◆ Exercise directions
From the entries below, copy out all lines holding "instance".
- - - - -
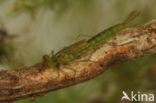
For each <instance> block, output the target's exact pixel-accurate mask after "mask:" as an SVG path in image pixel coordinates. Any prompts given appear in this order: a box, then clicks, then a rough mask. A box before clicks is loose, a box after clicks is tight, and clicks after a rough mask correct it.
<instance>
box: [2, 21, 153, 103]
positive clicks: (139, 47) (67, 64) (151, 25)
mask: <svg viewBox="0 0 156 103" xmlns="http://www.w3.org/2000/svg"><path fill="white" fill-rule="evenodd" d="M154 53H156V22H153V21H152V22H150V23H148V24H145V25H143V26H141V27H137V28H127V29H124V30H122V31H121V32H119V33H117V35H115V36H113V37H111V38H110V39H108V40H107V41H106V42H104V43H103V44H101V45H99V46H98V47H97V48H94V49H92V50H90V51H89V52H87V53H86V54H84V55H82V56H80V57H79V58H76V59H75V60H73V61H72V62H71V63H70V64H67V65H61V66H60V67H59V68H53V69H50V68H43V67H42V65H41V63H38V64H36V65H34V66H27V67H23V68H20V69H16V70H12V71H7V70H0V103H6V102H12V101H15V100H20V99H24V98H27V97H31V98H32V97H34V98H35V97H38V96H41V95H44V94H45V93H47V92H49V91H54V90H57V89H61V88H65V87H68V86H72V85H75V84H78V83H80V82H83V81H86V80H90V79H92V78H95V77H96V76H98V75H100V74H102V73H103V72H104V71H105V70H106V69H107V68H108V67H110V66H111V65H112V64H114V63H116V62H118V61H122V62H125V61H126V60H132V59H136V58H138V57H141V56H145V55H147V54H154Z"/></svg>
- - - - -
◆ Exercise answer
For each <instance> block, output the target's exact pixel-accurate mask after "mask:" as an SVG path in image pixel coordinates. Any prompts given appear in this order: a box, then clicks, then a rough mask. A box before clicks is loose, a box after clicks is tight, and clicks after a rough mask correct it.
<instance>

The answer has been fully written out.